● Provided records:
* * *

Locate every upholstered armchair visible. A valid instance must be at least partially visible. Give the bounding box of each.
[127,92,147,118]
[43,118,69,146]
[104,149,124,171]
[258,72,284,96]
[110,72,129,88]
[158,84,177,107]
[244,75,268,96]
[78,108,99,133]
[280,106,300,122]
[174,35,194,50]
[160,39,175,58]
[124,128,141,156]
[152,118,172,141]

* * *

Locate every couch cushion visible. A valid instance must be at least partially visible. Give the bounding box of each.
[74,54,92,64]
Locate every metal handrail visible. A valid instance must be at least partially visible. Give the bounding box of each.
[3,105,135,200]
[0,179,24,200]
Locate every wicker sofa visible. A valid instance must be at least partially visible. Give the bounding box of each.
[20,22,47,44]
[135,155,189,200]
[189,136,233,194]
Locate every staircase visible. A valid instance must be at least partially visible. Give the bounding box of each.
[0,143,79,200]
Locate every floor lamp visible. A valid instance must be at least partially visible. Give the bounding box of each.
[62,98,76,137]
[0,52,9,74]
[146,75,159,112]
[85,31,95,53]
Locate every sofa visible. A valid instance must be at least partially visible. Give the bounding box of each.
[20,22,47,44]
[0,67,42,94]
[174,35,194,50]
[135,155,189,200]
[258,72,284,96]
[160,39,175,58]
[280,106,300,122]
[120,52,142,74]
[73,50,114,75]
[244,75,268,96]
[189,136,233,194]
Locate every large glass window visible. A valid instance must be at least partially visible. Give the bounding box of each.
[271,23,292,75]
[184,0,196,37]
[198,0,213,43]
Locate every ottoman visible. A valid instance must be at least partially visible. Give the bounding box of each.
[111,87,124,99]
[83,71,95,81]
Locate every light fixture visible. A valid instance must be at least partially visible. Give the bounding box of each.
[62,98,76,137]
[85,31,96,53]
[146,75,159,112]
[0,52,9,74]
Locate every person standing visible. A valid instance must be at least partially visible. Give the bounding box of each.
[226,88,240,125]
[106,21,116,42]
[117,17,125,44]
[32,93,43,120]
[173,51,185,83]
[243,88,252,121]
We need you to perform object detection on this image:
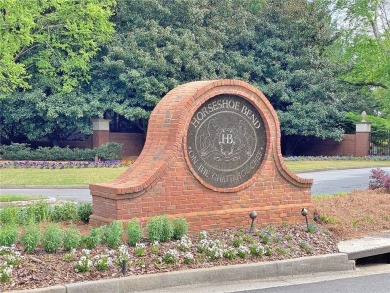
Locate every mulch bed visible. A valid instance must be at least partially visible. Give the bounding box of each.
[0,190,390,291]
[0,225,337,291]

* * *

● What you need to do:
Could you reproduce, character for character, the rows above from the one containing "Locate every couch" through the one containing "[0,179,24,200]", including both of those rows?

● Solution to this exercise:
Locate every couch cushion visible. A valid instance must be at least partially visible. Give the bounding box of each.
[74,54,92,64]
Locate every metal handrail visible. A valid instance must be at least partially visible. Give the bounding box of each.
[3,105,135,200]
[0,179,24,200]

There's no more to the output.